*DIRECTIVE 1:*
In the article on investing in gold in NZ, what is the main reason given for investing in gold today?
*DIRECTIVE 2:*
Extend the article on investing in gold in NZ, picking up right after its final sentence.

-- BEGIN SUPPLIED TEXT --

How To Invest In Gold In NZ

Posted in   Investing, Gold   on  January 20, 2023 by  Money Bren0

Nothing in this article is financial advice. The writer is not your financial advisor. Investing contains risk and you can lose money. Consult your own professionals before making investment decisions. This article may contain affiliate links. 

Why Gold?

Gold has been used a form of money for over 5,000 years, from as early as the Egyptian Empire and probably earlier.

There are many reasons why humans gravitated towards gold as a form of money and wealth:

  • It does not corrode like other heavy metals (copper, lead, iron).
  • It is heavy and dense, making it less fragile than other non corrosive metals (like aluminum).
  • It is rare enough to be valuable, but common enough that it can circulate in a society (unlike platinum or palladium).
  • It can be melted easily over a flame, meaning it can be easily minted into coins and jewellery.
  • It has a deeper shine and glow than other metals.

All of these characteristics are unique to gold which make it an ideal candidate for "money" or an exchange of value.

There came a time in history where instead of swapping carts full of apples or herds of cows to pay for things, people simply used gold coins, which was far more practical and allowed for trade to flourish.

While money later evolved into "gold-backed" paper notes, and later (today) "government-backed" paper notes, gold is still considered a precious metal that holds a monetary value in society.

Advantages of gold today

  • It is not controlled by any one government or nation.
  • It is globally recognised as a precious metal.
  • It has true scarcity (must be mined, cannot be printed)
  • Its value cannot be easily inflated away (as supply is not easily increased)
  • It has industrial uses (in electronics and jewellery).

Disadvantages of gold today

  • It is difficult to store safely.
  • Counterfeiting is a problem.
  • It is expensive to move large amounts due to weight and security.
  • It is difficult to transact with because it is not easily divisible into small amounts.

Why People Invest In Gold Today

Gold is still a very popular investment today. Most governments have gold reserves, and many hedge funds and billionaires have positions in gold.

The main reason people invest in gold today is to hedge against inflation.

Because money can be printed on demand, its value can be inflated away very quickly.

Whenever more money is printed, dollar become weaker, so the dollar value of gold (usually) rises.

Because gold cannot be printed, it is an ideal hedge against this.

Gold is also popular because it is not tied to any one country.

-- END SUPPLIED TEXT --
-- BEGIN DATA RECORDS --

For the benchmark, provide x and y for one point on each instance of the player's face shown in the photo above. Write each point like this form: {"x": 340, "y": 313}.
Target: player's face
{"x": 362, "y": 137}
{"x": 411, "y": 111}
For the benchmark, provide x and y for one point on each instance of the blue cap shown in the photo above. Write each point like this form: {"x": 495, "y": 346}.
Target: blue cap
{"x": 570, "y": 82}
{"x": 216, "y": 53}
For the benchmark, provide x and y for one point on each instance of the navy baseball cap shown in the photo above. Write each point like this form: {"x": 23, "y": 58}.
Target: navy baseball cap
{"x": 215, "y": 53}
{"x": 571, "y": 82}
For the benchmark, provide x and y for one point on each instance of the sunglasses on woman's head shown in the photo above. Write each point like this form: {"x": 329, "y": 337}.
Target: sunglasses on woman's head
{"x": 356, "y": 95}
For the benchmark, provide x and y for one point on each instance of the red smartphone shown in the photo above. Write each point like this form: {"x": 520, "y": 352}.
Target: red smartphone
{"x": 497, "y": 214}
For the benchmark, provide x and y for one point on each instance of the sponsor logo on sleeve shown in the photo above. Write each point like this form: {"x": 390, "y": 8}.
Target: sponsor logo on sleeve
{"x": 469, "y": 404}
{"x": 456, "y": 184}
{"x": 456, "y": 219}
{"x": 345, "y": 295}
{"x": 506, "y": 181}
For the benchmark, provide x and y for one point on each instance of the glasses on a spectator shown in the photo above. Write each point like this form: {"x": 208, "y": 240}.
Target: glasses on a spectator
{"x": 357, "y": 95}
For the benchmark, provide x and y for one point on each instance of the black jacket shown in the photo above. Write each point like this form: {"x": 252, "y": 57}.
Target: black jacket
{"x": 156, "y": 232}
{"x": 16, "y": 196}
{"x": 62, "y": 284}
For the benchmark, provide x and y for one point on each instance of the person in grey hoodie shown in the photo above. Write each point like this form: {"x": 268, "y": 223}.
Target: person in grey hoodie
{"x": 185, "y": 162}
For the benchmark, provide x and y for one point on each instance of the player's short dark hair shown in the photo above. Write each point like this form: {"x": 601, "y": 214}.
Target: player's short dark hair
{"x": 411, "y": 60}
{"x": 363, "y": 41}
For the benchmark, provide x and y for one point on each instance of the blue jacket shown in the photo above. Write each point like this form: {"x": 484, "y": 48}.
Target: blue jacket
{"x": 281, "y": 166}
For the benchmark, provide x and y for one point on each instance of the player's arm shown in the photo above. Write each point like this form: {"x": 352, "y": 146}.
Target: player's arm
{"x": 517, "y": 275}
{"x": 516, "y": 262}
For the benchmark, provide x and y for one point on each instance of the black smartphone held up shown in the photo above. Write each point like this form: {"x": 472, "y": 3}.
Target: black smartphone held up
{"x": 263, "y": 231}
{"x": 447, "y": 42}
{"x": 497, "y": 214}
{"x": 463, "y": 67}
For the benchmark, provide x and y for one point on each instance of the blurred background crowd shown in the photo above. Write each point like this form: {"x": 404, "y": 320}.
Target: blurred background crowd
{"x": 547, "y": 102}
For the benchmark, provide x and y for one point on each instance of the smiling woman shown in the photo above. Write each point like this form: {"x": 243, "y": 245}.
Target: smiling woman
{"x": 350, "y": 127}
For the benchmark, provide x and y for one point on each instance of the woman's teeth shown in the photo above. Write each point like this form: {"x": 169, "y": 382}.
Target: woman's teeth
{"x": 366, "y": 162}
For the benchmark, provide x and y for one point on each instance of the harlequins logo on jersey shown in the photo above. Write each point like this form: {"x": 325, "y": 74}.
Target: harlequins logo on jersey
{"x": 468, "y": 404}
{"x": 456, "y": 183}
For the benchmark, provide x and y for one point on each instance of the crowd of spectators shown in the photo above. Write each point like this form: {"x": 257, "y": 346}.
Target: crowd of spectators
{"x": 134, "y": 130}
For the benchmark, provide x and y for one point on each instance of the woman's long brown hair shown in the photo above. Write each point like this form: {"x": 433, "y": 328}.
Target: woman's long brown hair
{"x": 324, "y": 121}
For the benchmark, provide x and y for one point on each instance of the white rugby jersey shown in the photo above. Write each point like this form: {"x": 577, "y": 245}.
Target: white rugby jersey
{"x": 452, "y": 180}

-- END DATA RECORDS --

*TASK RESULT 1:*
To hedge against inflation.

*TASK RESULT 2:*
Many people have seen their currencies become worthless overnight throughout history (Ecuador, Zimbabwe, Venezuela etc), so holding your wealth in a national currency can be seen as unsafe. 

The British Pound is the oldest surviving currency, which has been around for approximately 1,200 years, but in that time, hundreds of other national currencies have collapsed and become worthless.

Many economists predict that even the USD will collapse at some point in the future. Of course none of us can guess when - it could be 100 or 1,000 years from now - but statistically it is likely to happen at some point.

Especially for people in countries where the national currency is weak and unstable, gold can feel like a much safer way to store their wealth.

Types Of Gold (And How To Invest In Them)

As a gold investor you have many options for buying gold and you should understand all of them.

Owning gold opens you up to various risks and responsibilities, and this changes depending on each type.

Physical Gold

Physical gold refers to real pieces of gold that you can touch.

Investors who buy physical gold usually buy it in the form of gold bars or gold coins.

There are many things to think about when owning physical gold, such as how to verify it's real, how to store it safely and how to sell it safely.

Are You Sure The Gold Is Real?

There are cases of people tampering with gold bars, such as hollowing them out and filling them with metals of a similar weight like tungsten and copper.

If you are buying physical gold, you should have the expertise to know what real gold looks like and how to verify it.

Moreover, bars or coins are usually imprinted by whoever minted them.

For example, this is a 1kg gold bar from the Perth Mint:

It's possible this could indeed be real gold, but has been falsely stamped to increase its value.

Knowing how to spot genuine gold is not something you can learn from a blog post. You will need real life experience in dealing with gold, touching it, smelling it, weighing and examining it, and ideally even melting it down and working with it.

As most people do not have this experience, the next best thing you can do is to only purchase your gold from a reliable gold dealer with a guarantee. Obviously, this requires an element of trust, but NZ has several gold dealers with good reputations.

However, because of this risk - buying physical gold in large amounts is not ideal for most investors.

Where To Buy Physical Gold

The safest place to buy physical gold in New Zealand is directly from the mint.

There are several places that mint gold in NZ/AU:

NZ Mint

The NZ Mint is a producer of gold coins in New Zealand, including the well-known Gold Kiwi coin:

Note: The NZ Mint is not a government mint, it is a private company in the business of selling gold.

They are also an authorised distributor of the Perth Mint.

You can buy directly from their website.

NZ Gold Merchants

NZ Gold Merchants mints their own gold bars under the brand NZPure.

They are also authorised resellers of gold from ABC (Australian Bullion Company)

You can order directly from their website.


MyGold mints their own gold bars under the brand MyGold.

They are also authorised resellers for the Perth Mint.

You can order directly from their website.

Note that while the above sellers are authorised resellers of some brands (and will also deal in many other brands), buying directly from the mint is always preferable. However, when buying from an overseas mint (such as the Perth Mint) you may have issues when your gold comes through customs. It is easier to buy via an NZ distributor like those listed above, but it is up to your discretion whether you are happy to trust buying your gold from a reseller/third party and in what amount.

How To Store Physical Gold

Storing physical gold is not a simple process and involves planning costs.

If you decide to store the gold yourself, either in your residence or a place of business, there are obvious security concerns and costs involved.

You will need a safe or vault, and insuring it can be difficult.

Therefore, most gold investors choose to give this responsibility to a third party, such as a gold bullion dealer or a safety deposit vault.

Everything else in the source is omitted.